┌─ Excerpt

# Is it worth converting (scanned to) tif photos to DNG to save some space?



## NJHeart2Heart (Jun 25, 2015)

Title pretty much says it all.  For those who have done conversions from scan to TIF to DNG, I'd like to hear your experiences.  I've read about DNG for many years, but never considered until doing just one to experiment and seeing how much smaller the file footprint becomes... Does it hurt quality?  I'm just nervous about pulling the trigger on doing anything DNG...

Thanks!


----------



## clee01l (Jun 25, 2015)

Are your TIFFs compressed already?  DNG is really a subset of the TIFF/EP6 file specification.  So, in a sense, it is already TIFF.  Both TIFF and DNG Compression is lossless meaning you get every pixel out that went in to the compression.  However, it should be noted that in converting to DNG, there is an option to use Lossey Compression. While this will result in much smaller files You don't really want to do this with your only master copy. Lossey compression means that you get *don't* every pixel out that went in to the compression.  This is detrimental  and data loss (while always occurring with lossy compression) can become visually apparent with the 3rd or 4th generation JPEG derivative.

└─

▸ **Instruction A**: Pull out every line of the listing that contains the word "Query".

┌─ Material

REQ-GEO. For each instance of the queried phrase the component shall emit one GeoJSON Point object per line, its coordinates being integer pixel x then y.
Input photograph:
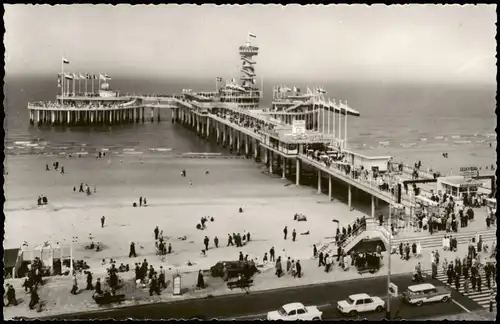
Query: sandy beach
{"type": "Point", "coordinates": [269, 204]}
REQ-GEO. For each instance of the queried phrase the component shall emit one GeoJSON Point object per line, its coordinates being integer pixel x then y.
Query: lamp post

└─
┌─ Material

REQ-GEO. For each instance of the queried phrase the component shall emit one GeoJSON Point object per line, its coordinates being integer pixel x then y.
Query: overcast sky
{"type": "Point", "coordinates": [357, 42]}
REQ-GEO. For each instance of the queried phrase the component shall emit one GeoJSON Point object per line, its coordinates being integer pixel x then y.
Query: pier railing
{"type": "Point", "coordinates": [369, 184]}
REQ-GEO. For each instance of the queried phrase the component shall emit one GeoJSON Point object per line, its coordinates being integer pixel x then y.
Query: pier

└─
┌─ Material

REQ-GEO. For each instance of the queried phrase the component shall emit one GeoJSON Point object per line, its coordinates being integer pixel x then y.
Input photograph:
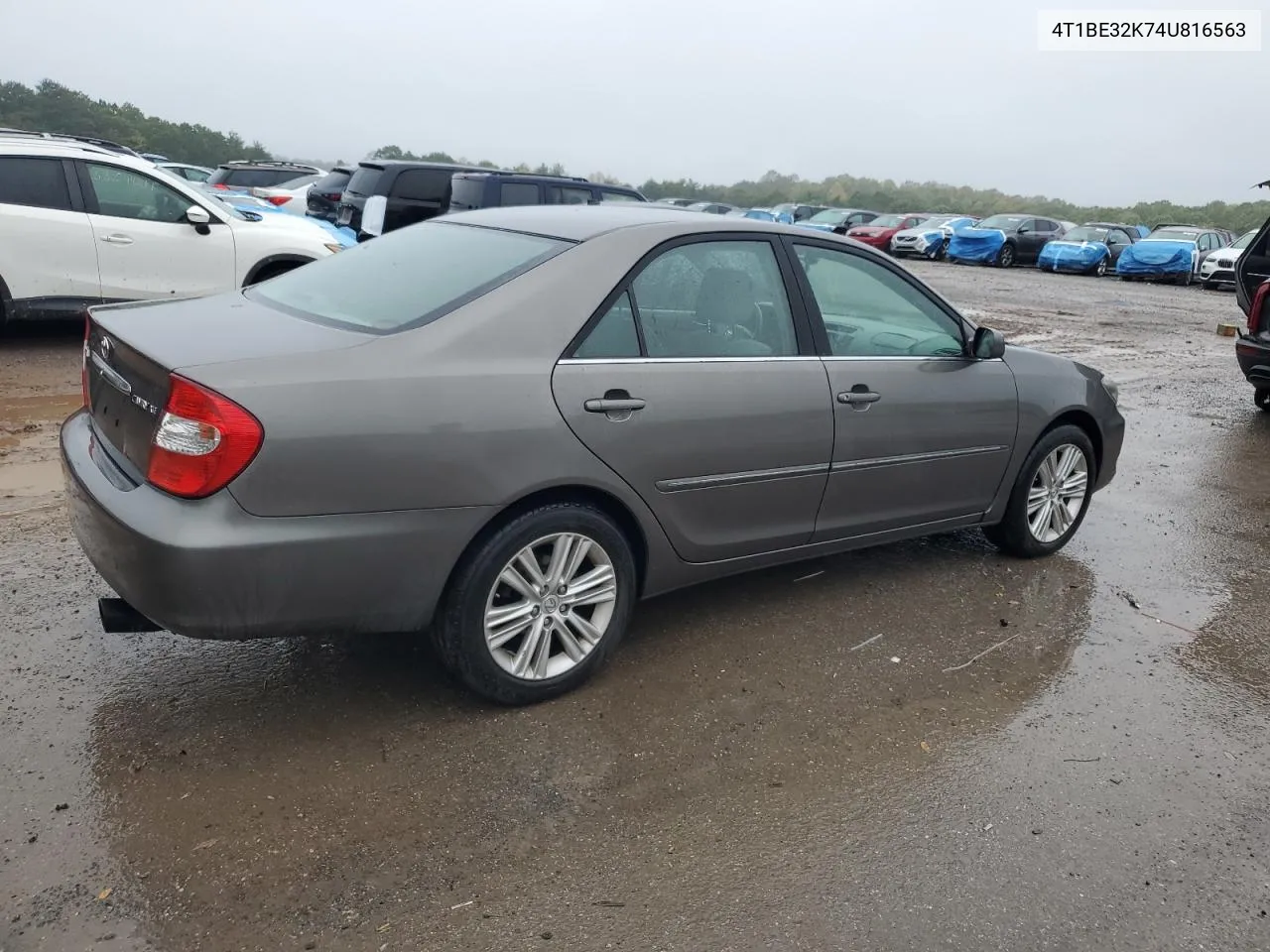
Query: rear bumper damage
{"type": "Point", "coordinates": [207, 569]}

└─

▸ **Instruction B**:
Answer these questions about the thread on converting TIF to DNG:
(i) What does the first poster say they have read about for many years?
(ii) According to the reply, DNG is a subset of which file specification?
(iii) According to the reply, what does lossless compression mean?

▸ **Worked answer A**:
Query: sandy beach
Query: lamp post
Query: overcast sky
Query: pier railing
Query: pier
Query: rear bumper damage

▸ **Worked answer B**:
(i) DNG.
(ii) The TIFF/EP6 file specification.
(iii) You get every pixel out that went in to the compression.